* [What the task asks]
Copy out the stretch from the line containing "Spot the rope" through the end of the records, word for word. Leave the pictures out of your answer.

Records from a point labeling set
[start]

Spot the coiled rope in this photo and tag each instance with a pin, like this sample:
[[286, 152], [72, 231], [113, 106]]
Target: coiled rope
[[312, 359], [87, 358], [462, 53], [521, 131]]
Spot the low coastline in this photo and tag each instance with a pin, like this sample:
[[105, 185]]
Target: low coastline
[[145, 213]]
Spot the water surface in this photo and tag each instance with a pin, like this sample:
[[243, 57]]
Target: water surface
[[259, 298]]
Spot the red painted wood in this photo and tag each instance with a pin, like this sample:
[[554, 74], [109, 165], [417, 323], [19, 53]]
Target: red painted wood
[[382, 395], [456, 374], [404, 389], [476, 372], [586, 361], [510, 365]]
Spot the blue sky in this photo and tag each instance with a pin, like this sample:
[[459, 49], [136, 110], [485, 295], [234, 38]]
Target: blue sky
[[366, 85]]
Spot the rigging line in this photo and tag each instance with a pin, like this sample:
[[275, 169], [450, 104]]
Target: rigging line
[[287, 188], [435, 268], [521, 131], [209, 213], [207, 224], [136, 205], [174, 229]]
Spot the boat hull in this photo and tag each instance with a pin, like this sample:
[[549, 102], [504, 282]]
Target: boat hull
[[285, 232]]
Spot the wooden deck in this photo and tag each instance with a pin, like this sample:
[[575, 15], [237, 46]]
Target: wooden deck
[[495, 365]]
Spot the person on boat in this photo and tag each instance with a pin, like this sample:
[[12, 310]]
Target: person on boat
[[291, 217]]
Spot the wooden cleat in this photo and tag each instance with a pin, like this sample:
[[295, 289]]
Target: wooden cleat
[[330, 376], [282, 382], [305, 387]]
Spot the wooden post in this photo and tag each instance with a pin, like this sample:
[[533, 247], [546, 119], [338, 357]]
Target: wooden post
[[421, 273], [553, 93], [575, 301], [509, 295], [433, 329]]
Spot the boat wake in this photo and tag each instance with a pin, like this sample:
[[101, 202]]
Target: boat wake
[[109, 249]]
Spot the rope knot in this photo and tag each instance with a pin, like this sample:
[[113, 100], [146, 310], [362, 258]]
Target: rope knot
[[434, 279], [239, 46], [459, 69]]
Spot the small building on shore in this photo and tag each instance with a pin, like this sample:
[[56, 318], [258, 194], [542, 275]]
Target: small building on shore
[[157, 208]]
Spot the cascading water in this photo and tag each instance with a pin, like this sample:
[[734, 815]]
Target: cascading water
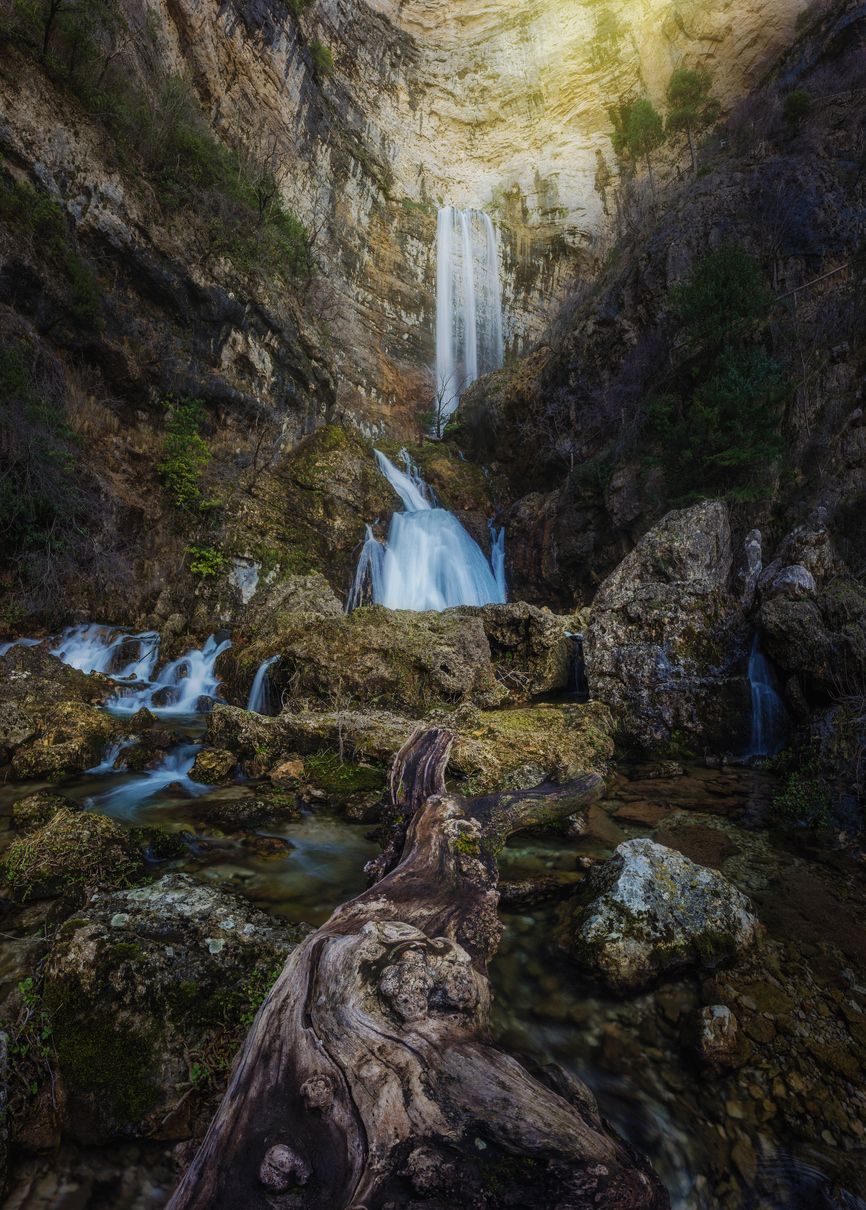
[[468, 301], [429, 562], [259, 699], [769, 716], [188, 685]]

[end]

* [Exercise result]
Spot the rope knot in this photo and tag each instance with a pin, like this sample:
[[113, 100], [146, 310], [362, 258]]
Target: rope knot
[[434, 279], [239, 46], [459, 69]]
Spot the small building on shore in this photo and tag each instance with a pin, like this sample:
[[56, 318], [258, 194], [542, 275]]
Target: small building on shore
[[157, 208]]
Spot the cascading water in this photo and tag each instance with a pin, like this sample:
[[734, 815]]
Target: cascading water
[[468, 301], [429, 562], [259, 699], [769, 716], [188, 685]]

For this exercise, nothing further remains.